## Teks Bacaan
- - - -

Sabtu, 22 November 2008

Maafkan Saya J B H L U L

Di sini saya ingin meminta maaf kepada rekan-rekan saya. Maaf dari lubuk hati yang terdalam.

Habis salat Jumat lalu, saya merasa amat berdosa sehingga saya perlu berbincang dengan rekan satu tim saya. Ada sebuah ayat tentang azab seorang pemimpin yang tak bisa saya anggap remeh. Di depan sebuah komputer, kami terlibat percakapan.

“Sudah berapa lama kita bersama di tim ini?”
“Hampir 7 bulan, Bang.”

Selanjutnya kami terlibat diskusi panjang.

Masyaallah tak terasa putaran waktu ini begitu cepat. Sepanjang waktu itu jualah dia telah membayar pengabdian dengan umurnya untuk ku. Selama itulah, dia mencoba meneladani saya. Selama itulah dia menilai kebaikan dan keburukan saya.

Sungguh zalim jika saya ternyata tak amanah sama sekali. Enam bulan Bung! Enam bulan, for nothing! Kejam!

Padi saja jika ditanam enam bulan sudah bisa dipanen. Uang saja jika dititipkan ke bank, enam bulan sudah berbunga cukup bagus. Jadi dosa besar jika orang yang menitipkan umur ke kita just for nothing. Hanya memetik penderitaan saja, tak ada kebaikan sama sekali.

Selama itu, tentulah mereka memiliki harapan agar saya bisa membuatnya lebih hebat. Bahkan suatu saat bisa memiliki tim sendiri.

Mungkin karena inilah, Dahlan Iskan, bos Jawa Pos mengajarkan metode “menularkan” ilmunya, mungkin tujuannya agar anak buahnya suatu saat bisa lebih hebat darinya.

Karena keberhasilan seorang pemimpin adalah yang mampu mengangkat yang rata-rata itu menjadi lebih baik, bahkan terbaik. Bukan membangun karir dengan menjadi seorang kritikus.

- - - -

## Entri yang Diberikan
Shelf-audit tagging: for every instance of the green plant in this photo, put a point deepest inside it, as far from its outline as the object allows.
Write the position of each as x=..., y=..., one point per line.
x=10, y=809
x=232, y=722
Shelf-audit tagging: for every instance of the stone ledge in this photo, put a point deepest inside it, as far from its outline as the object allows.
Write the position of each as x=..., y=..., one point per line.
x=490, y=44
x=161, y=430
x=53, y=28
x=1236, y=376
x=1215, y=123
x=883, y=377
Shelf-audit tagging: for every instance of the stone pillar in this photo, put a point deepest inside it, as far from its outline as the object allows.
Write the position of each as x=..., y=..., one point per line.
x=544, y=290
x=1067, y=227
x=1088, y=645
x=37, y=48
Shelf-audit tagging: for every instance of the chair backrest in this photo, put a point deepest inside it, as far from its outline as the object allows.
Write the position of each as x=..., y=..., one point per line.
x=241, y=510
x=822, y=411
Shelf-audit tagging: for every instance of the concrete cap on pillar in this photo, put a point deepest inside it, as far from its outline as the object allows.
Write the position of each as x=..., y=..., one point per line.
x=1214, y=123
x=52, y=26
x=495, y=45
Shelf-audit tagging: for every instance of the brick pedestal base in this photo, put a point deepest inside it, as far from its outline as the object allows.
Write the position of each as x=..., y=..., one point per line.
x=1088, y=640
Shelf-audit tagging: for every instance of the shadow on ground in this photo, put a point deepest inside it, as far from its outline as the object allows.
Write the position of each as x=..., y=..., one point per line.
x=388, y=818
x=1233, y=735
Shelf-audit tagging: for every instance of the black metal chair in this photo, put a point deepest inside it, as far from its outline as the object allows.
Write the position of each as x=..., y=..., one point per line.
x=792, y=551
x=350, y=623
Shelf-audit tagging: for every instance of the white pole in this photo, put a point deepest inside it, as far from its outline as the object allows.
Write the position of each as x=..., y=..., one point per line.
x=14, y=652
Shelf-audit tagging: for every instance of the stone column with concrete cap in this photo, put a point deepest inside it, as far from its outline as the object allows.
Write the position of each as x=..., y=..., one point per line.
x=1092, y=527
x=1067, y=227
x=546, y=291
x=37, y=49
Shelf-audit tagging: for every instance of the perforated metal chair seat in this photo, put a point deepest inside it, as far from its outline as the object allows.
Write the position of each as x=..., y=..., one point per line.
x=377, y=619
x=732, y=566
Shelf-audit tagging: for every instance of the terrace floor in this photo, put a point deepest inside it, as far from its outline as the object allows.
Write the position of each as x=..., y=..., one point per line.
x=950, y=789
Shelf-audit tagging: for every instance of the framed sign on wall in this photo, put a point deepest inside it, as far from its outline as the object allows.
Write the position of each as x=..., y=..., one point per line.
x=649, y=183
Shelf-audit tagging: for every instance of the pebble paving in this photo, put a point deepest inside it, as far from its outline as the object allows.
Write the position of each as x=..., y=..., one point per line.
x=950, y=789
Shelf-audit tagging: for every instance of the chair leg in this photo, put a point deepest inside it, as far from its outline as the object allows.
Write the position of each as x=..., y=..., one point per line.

- - - -

## Yang Harus Dikerjakan
1: Menurut teks bacaan, sudah berapa lama penulis dan rekannya bersama di tim itu?
2: Sebutkan semua hal yang, menurut teks bacaan, telah dilakukan rekan satu tim itu selama waktu kebersamaan mereka.

## Hasil
1: Hampir 7 bulan.

2:
- Membayar pengabdian dengan umurnya untuk penulis
- Mencoba meneladani penulis
- Menilai kebaikan dan keburukan penulis